>> Start PROVIDED MATERIAL
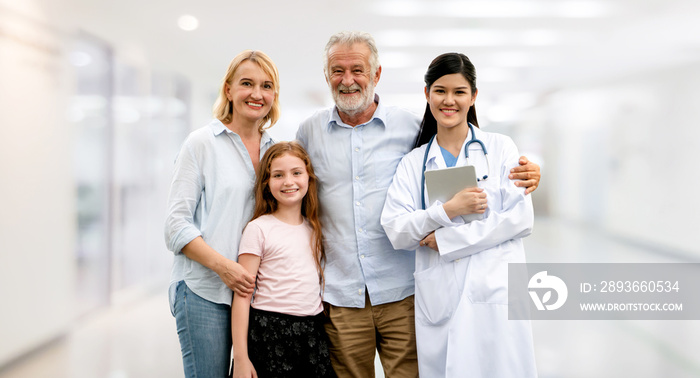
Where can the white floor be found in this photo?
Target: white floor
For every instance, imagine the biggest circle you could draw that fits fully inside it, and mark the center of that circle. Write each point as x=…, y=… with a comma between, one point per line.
x=139, y=339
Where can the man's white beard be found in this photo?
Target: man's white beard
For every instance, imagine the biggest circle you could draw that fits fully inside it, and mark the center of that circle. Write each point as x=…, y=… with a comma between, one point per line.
x=353, y=106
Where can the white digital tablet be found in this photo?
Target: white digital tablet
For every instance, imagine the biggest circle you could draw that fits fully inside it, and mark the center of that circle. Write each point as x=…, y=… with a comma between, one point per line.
x=443, y=184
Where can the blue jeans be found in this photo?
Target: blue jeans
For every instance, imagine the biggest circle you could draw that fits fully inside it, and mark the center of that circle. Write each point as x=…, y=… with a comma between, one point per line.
x=204, y=329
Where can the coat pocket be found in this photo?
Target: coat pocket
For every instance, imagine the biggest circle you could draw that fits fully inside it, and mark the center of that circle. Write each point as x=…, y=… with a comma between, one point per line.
x=437, y=294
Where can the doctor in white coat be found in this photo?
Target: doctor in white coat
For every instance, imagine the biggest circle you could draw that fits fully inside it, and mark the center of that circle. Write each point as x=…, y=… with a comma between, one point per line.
x=461, y=302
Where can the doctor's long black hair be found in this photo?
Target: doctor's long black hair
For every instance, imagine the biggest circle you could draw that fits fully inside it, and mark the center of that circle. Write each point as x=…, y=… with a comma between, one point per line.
x=446, y=64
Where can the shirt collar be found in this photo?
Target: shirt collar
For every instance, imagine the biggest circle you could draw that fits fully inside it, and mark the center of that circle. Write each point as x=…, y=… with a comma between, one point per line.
x=435, y=154
x=379, y=114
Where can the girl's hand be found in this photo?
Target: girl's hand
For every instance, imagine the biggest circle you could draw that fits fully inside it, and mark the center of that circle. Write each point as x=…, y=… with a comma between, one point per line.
x=243, y=368
x=430, y=241
x=468, y=201
x=237, y=278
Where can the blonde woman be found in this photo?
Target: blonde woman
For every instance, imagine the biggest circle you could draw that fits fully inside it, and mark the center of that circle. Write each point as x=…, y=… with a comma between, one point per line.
x=210, y=202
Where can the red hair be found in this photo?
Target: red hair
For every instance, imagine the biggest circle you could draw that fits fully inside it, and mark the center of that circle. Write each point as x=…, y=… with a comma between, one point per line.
x=265, y=202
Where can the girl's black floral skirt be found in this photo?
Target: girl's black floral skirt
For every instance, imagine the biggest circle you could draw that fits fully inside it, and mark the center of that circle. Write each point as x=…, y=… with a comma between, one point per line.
x=281, y=345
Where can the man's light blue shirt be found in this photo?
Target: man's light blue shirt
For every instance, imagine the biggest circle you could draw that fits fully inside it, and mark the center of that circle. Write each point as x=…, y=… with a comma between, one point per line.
x=355, y=166
x=211, y=196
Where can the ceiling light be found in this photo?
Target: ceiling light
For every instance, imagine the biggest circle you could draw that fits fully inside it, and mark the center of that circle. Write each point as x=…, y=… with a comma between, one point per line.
x=187, y=22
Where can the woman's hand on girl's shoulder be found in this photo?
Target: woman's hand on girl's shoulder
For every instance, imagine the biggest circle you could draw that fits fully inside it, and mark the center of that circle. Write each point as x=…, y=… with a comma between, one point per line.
x=243, y=368
x=237, y=278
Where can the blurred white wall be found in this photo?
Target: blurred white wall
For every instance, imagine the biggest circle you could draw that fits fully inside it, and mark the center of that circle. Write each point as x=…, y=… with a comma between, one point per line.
x=621, y=154
x=37, y=222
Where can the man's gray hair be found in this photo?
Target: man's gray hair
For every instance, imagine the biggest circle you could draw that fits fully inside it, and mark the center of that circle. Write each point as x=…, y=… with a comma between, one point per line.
x=349, y=38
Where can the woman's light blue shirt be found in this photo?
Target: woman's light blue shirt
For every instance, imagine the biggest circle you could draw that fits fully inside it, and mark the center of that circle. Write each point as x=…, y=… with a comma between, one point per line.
x=211, y=195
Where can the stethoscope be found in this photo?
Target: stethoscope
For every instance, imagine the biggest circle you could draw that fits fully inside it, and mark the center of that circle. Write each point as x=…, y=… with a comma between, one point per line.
x=466, y=154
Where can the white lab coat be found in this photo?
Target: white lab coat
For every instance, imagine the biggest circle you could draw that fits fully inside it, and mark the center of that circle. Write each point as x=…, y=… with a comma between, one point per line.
x=461, y=301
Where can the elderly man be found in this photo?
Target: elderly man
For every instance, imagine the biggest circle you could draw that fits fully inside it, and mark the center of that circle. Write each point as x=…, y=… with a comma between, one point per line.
x=355, y=147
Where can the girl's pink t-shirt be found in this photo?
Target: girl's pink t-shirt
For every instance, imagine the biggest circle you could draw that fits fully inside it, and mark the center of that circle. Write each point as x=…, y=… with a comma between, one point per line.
x=287, y=281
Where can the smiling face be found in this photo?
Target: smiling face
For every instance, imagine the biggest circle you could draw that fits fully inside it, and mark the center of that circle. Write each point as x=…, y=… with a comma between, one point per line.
x=350, y=77
x=289, y=180
x=450, y=98
x=251, y=92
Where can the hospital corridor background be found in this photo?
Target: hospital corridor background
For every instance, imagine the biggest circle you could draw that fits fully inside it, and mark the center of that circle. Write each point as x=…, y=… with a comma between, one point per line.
x=96, y=98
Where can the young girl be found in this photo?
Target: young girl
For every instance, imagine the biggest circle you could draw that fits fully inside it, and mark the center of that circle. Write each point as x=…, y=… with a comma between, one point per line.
x=461, y=303
x=280, y=332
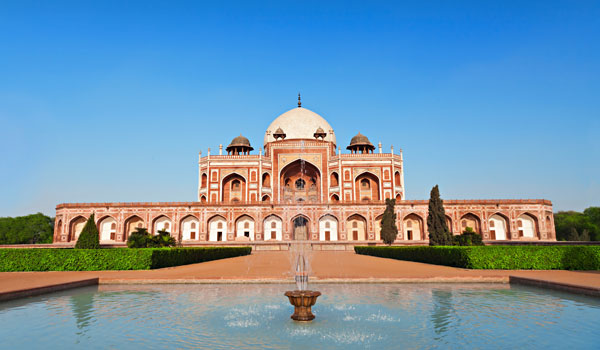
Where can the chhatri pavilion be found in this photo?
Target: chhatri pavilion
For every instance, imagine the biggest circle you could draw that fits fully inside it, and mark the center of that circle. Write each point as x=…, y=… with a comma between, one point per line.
x=303, y=187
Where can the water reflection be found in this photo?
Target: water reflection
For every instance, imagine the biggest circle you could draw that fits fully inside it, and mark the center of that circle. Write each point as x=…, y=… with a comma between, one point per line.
x=257, y=316
x=442, y=311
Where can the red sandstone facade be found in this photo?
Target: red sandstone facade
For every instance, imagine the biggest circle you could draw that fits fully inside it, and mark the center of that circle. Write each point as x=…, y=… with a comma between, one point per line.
x=301, y=189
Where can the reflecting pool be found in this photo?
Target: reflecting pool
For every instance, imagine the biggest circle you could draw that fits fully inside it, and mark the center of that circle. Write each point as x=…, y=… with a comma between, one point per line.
x=348, y=316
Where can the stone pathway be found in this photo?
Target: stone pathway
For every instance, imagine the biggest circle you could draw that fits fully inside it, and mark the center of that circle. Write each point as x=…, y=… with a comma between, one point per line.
x=325, y=266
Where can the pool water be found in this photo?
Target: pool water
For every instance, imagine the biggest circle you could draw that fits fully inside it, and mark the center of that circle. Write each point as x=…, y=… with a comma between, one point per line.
x=349, y=316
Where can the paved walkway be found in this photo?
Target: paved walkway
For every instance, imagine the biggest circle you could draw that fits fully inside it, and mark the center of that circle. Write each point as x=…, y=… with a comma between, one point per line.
x=326, y=266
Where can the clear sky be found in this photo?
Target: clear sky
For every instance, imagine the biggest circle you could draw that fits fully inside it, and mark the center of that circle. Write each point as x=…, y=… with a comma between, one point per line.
x=106, y=102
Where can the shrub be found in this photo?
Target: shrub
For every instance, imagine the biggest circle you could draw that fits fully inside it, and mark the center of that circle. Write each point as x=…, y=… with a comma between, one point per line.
x=496, y=257
x=468, y=238
x=141, y=238
x=56, y=259
x=89, y=238
x=389, y=231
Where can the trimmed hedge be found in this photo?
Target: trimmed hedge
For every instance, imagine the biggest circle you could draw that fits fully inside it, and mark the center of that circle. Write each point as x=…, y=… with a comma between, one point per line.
x=35, y=259
x=496, y=257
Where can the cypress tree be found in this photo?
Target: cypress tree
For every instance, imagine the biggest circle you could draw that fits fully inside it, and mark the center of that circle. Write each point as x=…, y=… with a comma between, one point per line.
x=573, y=235
x=389, y=231
x=436, y=220
x=89, y=237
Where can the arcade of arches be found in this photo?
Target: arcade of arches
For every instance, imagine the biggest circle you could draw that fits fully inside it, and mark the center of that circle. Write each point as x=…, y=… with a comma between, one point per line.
x=302, y=183
x=328, y=227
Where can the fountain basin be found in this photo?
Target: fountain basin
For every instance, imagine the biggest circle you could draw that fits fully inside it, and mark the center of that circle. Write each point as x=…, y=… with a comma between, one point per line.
x=303, y=301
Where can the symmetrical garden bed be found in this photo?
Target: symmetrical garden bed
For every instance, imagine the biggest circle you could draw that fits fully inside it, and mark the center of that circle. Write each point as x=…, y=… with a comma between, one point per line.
x=110, y=259
x=496, y=257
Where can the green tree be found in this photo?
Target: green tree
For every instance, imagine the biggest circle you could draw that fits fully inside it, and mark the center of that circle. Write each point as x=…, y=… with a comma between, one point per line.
x=389, y=231
x=585, y=236
x=573, y=235
x=89, y=237
x=436, y=220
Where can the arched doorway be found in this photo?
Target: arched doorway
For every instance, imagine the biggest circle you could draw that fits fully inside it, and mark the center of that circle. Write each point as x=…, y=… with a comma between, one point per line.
x=244, y=228
x=357, y=228
x=300, y=182
x=300, y=225
x=527, y=226
x=108, y=229
x=75, y=228
x=190, y=228
x=328, y=228
x=413, y=228
x=131, y=224
x=217, y=229
x=498, y=228
x=272, y=228
x=472, y=221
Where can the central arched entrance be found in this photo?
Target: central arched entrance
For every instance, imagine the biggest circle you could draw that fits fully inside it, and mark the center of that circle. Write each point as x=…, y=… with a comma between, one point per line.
x=300, y=181
x=300, y=228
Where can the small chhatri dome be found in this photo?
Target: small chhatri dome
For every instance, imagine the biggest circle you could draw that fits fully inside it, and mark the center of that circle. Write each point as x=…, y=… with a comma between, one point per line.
x=279, y=134
x=320, y=133
x=360, y=143
x=239, y=144
x=361, y=140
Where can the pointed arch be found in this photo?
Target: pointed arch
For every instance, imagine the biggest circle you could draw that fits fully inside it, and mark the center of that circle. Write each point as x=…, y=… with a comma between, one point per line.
x=367, y=186
x=301, y=227
x=217, y=228
x=499, y=228
x=132, y=223
x=233, y=188
x=75, y=226
x=273, y=228
x=244, y=228
x=528, y=226
x=204, y=181
x=334, y=179
x=189, y=227
x=377, y=227
x=162, y=222
x=300, y=181
x=470, y=220
x=107, y=228
x=449, y=224
x=328, y=228
x=356, y=227
x=413, y=227
x=266, y=180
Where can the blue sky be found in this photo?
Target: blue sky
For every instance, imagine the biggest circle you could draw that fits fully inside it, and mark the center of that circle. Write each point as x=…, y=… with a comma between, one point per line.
x=101, y=101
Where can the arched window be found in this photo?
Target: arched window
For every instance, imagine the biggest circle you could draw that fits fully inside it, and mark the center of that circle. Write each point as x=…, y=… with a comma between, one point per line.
>> End PROVIDED MATERIAL
◆ **WHAT TO PRODUCE**: Convert the lines above, from the first one through the line that contains "x=443, y=184", into a Markdown table with a Row column for the row number and a Line column for the text, skipping blank lines. Leave the pictures out.

◆ **TASK SOLUTION**:
| Row | Line |
|---|---|
| 1 | Where can the white floor be found in this photo? |
| 2 | Target: white floor |
| 3 | For every instance, imagine the biggest circle you could draw that fits fully inside it, and mark the center of that circle. Write each point as x=…, y=… with a comma between, one point per line. |
| 4 | x=139, y=339 |
| 5 | Where can the man's white beard be found in this photo? |
| 6 | Target: man's white beard |
| 7 | For every instance, imagine the biggest circle you could draw that fits fully inside it, and mark the center of that circle. Write each point as x=…, y=… with a comma between, one point per line. |
| 8 | x=353, y=106 |
| 9 | Where can the white digital tablet be found in this photo? |
| 10 | Target: white digital tablet |
| 11 | For every instance, imagine the biggest circle you could draw that fits fully inside it, and mark the center of that circle. Write each point as x=…, y=… with a comma between, one point per line. |
| 12 | x=443, y=184 |